=== Begin Enclosure ===

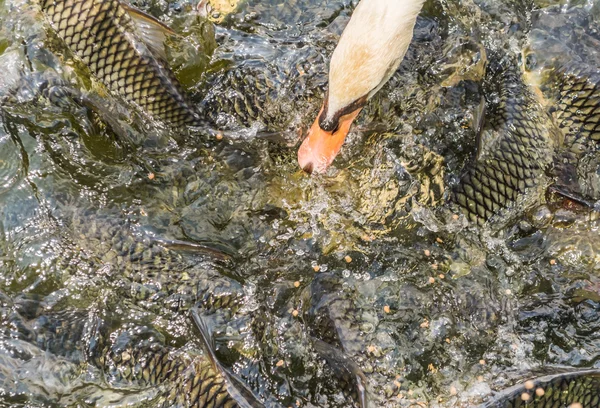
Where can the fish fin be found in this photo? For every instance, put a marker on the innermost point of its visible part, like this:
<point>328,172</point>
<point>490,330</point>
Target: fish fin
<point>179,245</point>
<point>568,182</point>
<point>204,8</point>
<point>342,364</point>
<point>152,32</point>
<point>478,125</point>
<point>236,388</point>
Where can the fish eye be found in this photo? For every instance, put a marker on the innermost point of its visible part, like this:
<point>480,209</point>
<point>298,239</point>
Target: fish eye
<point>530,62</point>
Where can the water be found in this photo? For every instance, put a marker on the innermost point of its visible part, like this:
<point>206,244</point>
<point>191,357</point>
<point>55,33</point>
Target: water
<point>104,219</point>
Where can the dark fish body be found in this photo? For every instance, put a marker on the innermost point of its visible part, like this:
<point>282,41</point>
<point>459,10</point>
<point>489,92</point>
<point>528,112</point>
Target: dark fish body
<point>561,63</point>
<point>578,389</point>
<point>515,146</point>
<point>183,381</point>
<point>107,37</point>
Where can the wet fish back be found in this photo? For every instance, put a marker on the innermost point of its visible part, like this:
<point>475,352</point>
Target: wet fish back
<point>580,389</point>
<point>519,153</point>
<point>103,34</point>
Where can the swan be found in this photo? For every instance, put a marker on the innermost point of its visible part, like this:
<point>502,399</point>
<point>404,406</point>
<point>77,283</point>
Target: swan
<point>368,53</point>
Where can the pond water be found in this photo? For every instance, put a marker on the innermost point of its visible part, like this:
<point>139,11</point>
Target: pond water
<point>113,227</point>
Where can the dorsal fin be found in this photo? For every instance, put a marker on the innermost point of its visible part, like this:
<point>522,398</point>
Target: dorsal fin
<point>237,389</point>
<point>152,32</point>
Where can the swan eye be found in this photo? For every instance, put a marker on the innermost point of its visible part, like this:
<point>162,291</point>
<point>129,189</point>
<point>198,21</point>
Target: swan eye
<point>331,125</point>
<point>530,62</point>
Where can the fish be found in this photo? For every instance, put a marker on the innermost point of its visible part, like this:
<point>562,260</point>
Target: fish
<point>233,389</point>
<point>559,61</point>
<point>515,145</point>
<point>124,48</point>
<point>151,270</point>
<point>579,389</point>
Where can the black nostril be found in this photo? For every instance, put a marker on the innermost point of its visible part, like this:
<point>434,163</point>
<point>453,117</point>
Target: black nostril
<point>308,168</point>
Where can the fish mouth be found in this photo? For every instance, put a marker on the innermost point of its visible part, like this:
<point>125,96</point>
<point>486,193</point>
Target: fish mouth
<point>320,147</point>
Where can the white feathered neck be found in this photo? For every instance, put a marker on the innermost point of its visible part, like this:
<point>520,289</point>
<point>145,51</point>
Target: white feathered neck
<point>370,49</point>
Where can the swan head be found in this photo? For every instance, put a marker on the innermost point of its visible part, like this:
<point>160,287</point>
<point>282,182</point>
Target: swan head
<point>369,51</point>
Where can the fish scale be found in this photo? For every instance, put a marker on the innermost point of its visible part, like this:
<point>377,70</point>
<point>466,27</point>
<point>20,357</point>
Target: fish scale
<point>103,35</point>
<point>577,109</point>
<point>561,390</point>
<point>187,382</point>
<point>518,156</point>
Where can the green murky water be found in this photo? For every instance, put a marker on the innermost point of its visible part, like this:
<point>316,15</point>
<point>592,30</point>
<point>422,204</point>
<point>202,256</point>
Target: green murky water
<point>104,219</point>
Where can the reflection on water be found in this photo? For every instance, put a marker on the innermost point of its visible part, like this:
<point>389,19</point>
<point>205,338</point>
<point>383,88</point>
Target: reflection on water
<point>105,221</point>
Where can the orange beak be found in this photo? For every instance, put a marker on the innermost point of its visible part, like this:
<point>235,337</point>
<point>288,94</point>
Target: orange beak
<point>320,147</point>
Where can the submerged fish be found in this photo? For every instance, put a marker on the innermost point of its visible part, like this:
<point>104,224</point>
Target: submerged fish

=== End Enclosure ===

» YOUR GOAL
For each record above, write it out exactly and omit any picture.

» RESULT
Where can the fish fin be found in this photo? For every instance, put a marker on the innermost point of its visible part, like this:
<point>328,172</point>
<point>490,330</point>
Target: fish fin
<point>179,245</point>
<point>568,182</point>
<point>204,8</point>
<point>342,364</point>
<point>152,32</point>
<point>478,125</point>
<point>236,388</point>
Where can the fish eye be found in this photo? For every instance, put a marker on the innermost point of its visible part, like this:
<point>480,209</point>
<point>298,239</point>
Target: fish eye
<point>530,62</point>
Where can the water be found in this photo? For every instance, put a marker on the innermost point of its visible part, like this:
<point>206,244</point>
<point>191,357</point>
<point>55,33</point>
Target: water
<point>104,219</point>
Where can the dark fish body be found in this photo? For every instance, put a marker on the innermost point of its visible part, like this:
<point>282,41</point>
<point>459,10</point>
<point>489,92</point>
<point>528,112</point>
Target: dark fish body
<point>561,63</point>
<point>578,389</point>
<point>515,146</point>
<point>183,381</point>
<point>107,37</point>
Where can the wet fish back be found in this photo? For every instance, put a marker on the innermost point of its visible part, like this:
<point>475,352</point>
Target: wet fish back
<point>580,389</point>
<point>519,153</point>
<point>103,34</point>
Where can the swan be found in this photo? For every instance, put a marker on the innermost point of its visible part, like this:
<point>502,399</point>
<point>404,406</point>
<point>77,283</point>
Target: swan
<point>368,53</point>
Where can the pond water be found in this photo? For every instance, put a marker on the innermost point of its visible part, like this:
<point>139,11</point>
Target: pond water
<point>113,227</point>
Where can the dorsal fin be found in this photo? For every instance, put a marker on the innermost point of its visible part, like this:
<point>522,398</point>
Target: dorsal fin
<point>237,389</point>
<point>152,32</point>
Where can the swan eye be found in this photo? For every instance, put a marker on the innermost point of its visible part, like this:
<point>162,291</point>
<point>129,189</point>
<point>198,21</point>
Target: swan eye
<point>331,125</point>
<point>530,62</point>
Where can the fish be found in this photo? For every instance, put a marker on the innermost point of its visible part, like this:
<point>562,260</point>
Target: fish
<point>233,389</point>
<point>559,61</point>
<point>515,145</point>
<point>124,48</point>
<point>151,270</point>
<point>579,389</point>
Where can the black nostril be found in this photo? For every instance, put a marker on the innermost point of its visible part, like this:
<point>434,163</point>
<point>453,117</point>
Target: black nostril
<point>308,168</point>
Where can the fish mouth be found in this photo? For every instance, put a marker on the innermost point of its visible part, like this:
<point>125,96</point>
<point>486,193</point>
Target: fish mouth
<point>320,147</point>
Where can the white feathered neck be found in this photo? For every instance, put a marker on the innermost point of its visible part, like this:
<point>520,289</point>
<point>145,51</point>
Target: white feathered neck
<point>370,49</point>
Where can the swan head be found in this photo? For every instance, put a marker on the innermost point of its visible part, like this:
<point>160,287</point>
<point>282,182</point>
Target: swan head
<point>369,51</point>
Where can the fish scale be found in this photo? For every instance, put a marker on the innermost point of its visible part, like this:
<point>377,70</point>
<point>466,27</point>
<point>20,357</point>
Target: fish scale
<point>103,35</point>
<point>577,109</point>
<point>561,390</point>
<point>187,382</point>
<point>518,156</point>
Where can the green murky water be found in this photo? For every instance, put a marker on the innermost point of its visible part, like this:
<point>316,15</point>
<point>592,30</point>
<point>422,204</point>
<point>202,256</point>
Target: green murky water
<point>104,219</point>
Where can the reflection on water be found in this photo? For every instance, put a marker on the innermost point of its visible part, like this:
<point>389,19</point>
<point>205,338</point>
<point>383,88</point>
Target: reflection on water
<point>105,221</point>
Where can the orange beak be found in this photo? For every instance, put a marker on the innermost point of its visible part, like this:
<point>235,337</point>
<point>288,94</point>
Target: orange beak
<point>320,147</point>
Where can the submerged fish be found in this photo? For every instance, put a marker on the innermost point of its visible part, like this:
<point>104,224</point>
Target: submerged fish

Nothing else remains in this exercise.